Why is that so hard today?
In this period of turmoil, what we desperately need to learn is how to have a conversation. We need to learn how to listen ... it is not an innate skill, rather a learned skill that takes years of practice and a tremendous amount of discipline. I believe if we can get back to listening to each other than maybe we can cross the divides that separate and conquer the chasms carved by social media. But we no longer teach students how to listen. Conversations are one sided and texted, conversations are canceled before they even get started. You can’t have a conversation if one person refuses to engage based on a preconceived notion. Too often I am disappointed to hear from highly intelligent people, “Don’t bother to friend or talk to me if you don’t believe what I believe.” The media fans the flames of this poison and has shirked their fiduciary responsibility on all sides of the issues. Medical and scientific journals and societies have been overtly irresponsible with their publications.

We fall prey to a one-sided argument appealing to confirmation biases.

* [WORK TASK 1]
From the essay on listening and conversation, list every characteristic it attributes to listening as a skill.
* [WORK TASK 2]
Resume the essay on listening and conversation, picking up right after its final sentence about one-sided arguments and confirmation biases.

* [DATA TO EXAMINE]
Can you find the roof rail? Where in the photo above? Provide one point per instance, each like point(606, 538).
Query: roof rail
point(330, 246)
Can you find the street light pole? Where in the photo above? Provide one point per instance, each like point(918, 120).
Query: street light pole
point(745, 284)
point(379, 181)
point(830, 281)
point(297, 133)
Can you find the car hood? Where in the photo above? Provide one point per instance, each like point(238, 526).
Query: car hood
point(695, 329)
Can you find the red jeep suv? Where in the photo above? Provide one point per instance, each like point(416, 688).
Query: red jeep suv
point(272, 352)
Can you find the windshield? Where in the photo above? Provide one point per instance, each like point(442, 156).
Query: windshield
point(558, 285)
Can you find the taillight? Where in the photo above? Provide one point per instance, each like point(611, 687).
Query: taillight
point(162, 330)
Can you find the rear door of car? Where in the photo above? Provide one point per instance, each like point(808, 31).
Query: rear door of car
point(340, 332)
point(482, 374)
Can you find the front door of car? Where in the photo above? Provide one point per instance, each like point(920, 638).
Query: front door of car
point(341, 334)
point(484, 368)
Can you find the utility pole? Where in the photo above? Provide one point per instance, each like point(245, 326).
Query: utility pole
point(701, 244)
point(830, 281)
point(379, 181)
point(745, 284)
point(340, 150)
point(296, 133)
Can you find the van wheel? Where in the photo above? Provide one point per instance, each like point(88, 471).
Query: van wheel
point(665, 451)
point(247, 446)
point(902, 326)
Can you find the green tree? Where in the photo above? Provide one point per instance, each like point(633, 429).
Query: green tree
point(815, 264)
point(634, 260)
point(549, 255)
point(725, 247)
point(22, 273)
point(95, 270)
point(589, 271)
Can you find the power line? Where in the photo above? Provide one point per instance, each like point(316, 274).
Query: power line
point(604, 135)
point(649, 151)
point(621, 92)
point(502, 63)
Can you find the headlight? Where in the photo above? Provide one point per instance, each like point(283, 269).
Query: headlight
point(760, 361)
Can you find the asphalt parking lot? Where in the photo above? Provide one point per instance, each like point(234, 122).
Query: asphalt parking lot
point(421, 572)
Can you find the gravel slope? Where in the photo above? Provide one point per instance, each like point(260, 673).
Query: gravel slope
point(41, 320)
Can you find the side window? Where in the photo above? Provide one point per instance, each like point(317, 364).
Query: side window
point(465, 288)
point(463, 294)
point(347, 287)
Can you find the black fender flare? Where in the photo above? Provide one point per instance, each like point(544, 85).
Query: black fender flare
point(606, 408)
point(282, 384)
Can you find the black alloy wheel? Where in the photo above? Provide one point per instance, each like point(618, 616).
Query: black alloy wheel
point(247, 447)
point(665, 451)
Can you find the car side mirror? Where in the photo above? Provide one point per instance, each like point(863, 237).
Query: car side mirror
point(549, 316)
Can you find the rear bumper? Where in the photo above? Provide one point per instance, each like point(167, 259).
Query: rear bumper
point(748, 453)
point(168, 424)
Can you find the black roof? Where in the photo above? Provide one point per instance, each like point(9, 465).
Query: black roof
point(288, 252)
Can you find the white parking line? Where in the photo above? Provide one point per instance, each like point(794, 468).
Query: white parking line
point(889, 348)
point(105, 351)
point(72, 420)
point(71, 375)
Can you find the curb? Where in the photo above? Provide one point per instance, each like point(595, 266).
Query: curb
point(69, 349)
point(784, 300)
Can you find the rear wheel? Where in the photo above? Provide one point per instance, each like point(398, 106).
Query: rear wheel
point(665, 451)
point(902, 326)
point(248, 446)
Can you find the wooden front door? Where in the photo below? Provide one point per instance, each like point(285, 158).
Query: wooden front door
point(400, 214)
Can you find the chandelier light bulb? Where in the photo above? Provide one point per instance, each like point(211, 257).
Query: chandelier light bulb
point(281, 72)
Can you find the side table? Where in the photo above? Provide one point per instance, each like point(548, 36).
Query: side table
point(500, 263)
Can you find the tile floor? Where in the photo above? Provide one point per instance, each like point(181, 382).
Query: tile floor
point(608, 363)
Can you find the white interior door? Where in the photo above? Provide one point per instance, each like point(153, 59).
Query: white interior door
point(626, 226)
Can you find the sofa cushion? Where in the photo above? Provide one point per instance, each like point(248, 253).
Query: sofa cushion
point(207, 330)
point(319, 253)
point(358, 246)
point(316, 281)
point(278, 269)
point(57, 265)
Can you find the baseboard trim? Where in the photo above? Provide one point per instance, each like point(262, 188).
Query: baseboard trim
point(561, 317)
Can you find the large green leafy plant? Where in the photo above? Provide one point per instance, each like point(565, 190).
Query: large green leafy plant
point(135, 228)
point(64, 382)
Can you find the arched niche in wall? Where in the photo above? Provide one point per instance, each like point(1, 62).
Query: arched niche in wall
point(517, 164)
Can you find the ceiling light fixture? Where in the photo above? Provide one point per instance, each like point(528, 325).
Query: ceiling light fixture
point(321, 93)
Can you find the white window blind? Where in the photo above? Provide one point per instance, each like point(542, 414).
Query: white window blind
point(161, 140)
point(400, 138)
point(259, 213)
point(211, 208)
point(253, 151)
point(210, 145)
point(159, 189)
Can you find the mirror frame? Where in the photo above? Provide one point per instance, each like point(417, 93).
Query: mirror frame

* [WRITTEN RESPONSE 1]
- It is not an innate skill.
- It is a learned skill.
- It takes years of practice.
- It takes a tremendous amount of discipline.

* [WRITTEN RESPONSE 2]
If you want to listen, I challenge each of you to try it today: Ask someone you disagree with a question then listen intently to their answer without thinking what you are going to say, but rather think of another question to ask them to take you deeper so that you can better understand their position in space. As meeting director, frequent conference moderator, and host of Thriving, I have been privileged to interview leading doctors, business executives, and people from all walks of life. And as every interviewer knows it is with listening that you truly begin to understand one another.
I am going to make a wish--that leaders in medicine and retired emeriti long past any agendas come together with a mission to teach how to have a constructive conversation. Perhaps a Master Class is warranted on how to learn to listen and ask fair questions to better understand another and not just attempt to bait for headlines.
No lecturing, no shaming, no bullying rather dispassionate, inquisitive, and sober conversations that can be started in our communities, schools, academic hallways, workplaces, and even within families. This may be what is needed to move forward and circumvent the polarization that pulls us apart.
It’s time to start the conversation ... perhaps before it is too late.